Teruskan tulisan tentang pacaran sebagai jalan yang salah, mulai setelah kalimat terakhirnya.

Kutipan Sumber:

>>>>

Nah, sekarang bayangin deh sama kamu. Kalo dalam sebuah perjalanan kita ternyata menemukan jalan yang salah, bukan berarti terus dijalani karena merasa telanjur terjerumus. Waduh, kalo tetap ngotot sesuai maunya hawa nafsu, bisa tambah parah. Nyampe kagak ke tempat tujuan, tersesat makin jauh dan habis bahan bakar sudah pasti. Itu namanya konyol gara-gara merasa sudah salah jalan, sekalian aja terjerumus. Gawat! Itu namanya nggak mikir bener.

Hehehe.. saya galak ya dengan nulis begitu? Tergantung sudut pandang, Bro en Sis. Kalo saya menganggap bahwa ada kalanya kita justru berteriak untuk menyelamatkan orang yang salah jalan, ketimbang berkata lirih. Beda kondisinya. Misalnya nih, lebih pas mana untuk menyelamatkan orang yang lagi meleng karena matanya nunduk terus ke gadget-nya, sementara dia hampir masuk jurang: apakah diteriaki agar berhenti atau dibilangin secara lirih? Padahal satu-satunya cara pada kondisi itu adalah dengan lisan. Silakan kamu pikirkan sendiri. Tak selamanya lisan atau tulisan bernada galak itu menyakitkan sepenuhnya. Itu artinya pula, tak selamanya orang yang mengulurkan tangannya berniat tulus untuk menolongmu. Bisa jadi malah ngajak makin jauh ke jurang terdalam kenistaanmu.

Ok, balik lagi ke topik pacaran. Ya, begitu pula dengan pacaran. Sudah tahu bikin kamu rugi karena memang pacaran itu bagian dari salah jalan dalam aturan kehidupan. Tetapi kamu tetap ngotot pengen terus pacaran. Itu namanya kalo rugi berkali-kali wajar dong. Sebab sudah tahu salah jalan, malah bablas aja dengan alasan sudah telanjur terjerumus. Jangan memperpanjang sesuatu yang kamu sendiri sudah tahu dampak akhirnya. Karena kamu akan semakin banyak mengorbankan dan menyakiti. Waspada, Bro en Sis!

<<<<

Data Tersimpan:
>>>>

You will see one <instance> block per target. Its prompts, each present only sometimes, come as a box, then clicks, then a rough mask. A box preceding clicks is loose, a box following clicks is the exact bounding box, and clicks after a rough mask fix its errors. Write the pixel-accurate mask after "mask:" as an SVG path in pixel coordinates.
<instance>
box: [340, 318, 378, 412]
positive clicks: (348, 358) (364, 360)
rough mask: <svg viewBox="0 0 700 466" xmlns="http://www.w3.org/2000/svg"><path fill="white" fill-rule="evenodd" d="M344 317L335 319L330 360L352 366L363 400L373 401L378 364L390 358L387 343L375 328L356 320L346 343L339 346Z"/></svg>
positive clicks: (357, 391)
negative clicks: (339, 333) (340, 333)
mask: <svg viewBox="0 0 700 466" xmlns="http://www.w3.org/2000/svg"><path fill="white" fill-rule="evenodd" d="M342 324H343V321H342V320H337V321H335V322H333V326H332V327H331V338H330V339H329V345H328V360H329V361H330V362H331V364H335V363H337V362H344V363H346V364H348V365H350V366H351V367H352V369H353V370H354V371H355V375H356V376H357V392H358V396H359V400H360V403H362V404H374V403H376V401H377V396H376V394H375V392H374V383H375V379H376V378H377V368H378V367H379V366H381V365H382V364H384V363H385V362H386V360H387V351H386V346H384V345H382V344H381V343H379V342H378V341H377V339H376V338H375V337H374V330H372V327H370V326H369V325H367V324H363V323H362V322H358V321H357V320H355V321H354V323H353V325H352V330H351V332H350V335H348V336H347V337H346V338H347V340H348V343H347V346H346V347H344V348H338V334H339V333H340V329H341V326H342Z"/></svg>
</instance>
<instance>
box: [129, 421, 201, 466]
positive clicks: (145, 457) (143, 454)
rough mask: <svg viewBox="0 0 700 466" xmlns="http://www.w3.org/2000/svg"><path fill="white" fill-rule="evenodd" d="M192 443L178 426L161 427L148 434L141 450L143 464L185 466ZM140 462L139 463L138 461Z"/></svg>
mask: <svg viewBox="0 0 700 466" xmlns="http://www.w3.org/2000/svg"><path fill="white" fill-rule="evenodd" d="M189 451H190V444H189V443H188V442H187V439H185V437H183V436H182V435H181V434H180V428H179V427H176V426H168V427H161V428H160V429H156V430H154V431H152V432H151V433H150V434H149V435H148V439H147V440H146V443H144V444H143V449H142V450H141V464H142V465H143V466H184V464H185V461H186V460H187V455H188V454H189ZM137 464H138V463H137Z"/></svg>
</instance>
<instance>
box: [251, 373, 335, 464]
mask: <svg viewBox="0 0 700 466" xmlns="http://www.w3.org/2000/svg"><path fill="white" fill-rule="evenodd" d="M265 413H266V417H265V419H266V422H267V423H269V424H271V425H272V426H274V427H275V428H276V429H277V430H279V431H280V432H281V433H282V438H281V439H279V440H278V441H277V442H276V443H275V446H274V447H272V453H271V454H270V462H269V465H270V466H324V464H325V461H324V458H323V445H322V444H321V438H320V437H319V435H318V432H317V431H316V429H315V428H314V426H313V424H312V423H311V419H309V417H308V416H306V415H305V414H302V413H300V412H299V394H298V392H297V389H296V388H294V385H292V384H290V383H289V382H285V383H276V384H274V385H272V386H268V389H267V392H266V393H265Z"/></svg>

<<<<

Hasil Tugas:
Cukup sekali, jangan diulangi

Sobat gaulislam, lupa dan khilaf itu hal yang paling sering kita alami. Namun, orang yang berpikir adalah orang yang belajar dari kesalahan. Jangan sampai diulang atau malah nafsu pengen nerusin kesalahan. Cukup sekali saja, jangan doyan nikmatin maksiat.

Setiap orang bisa berbuat salah, asal jangan sengaja berbuat salah. Ini menandakan bahwa kita masih manusia. Masih bisa salah. Namun, bukan berarti kemudian telanjur basah ketika berbuat salah, sehingga terus menerus berbuat salah. Itu sih namanya doyan. Sebagai muslim yang benar dan baik, kita memang berusaha untuk senantiasa berbuat baik. Semampu kita untuk berada di jalur yang benar.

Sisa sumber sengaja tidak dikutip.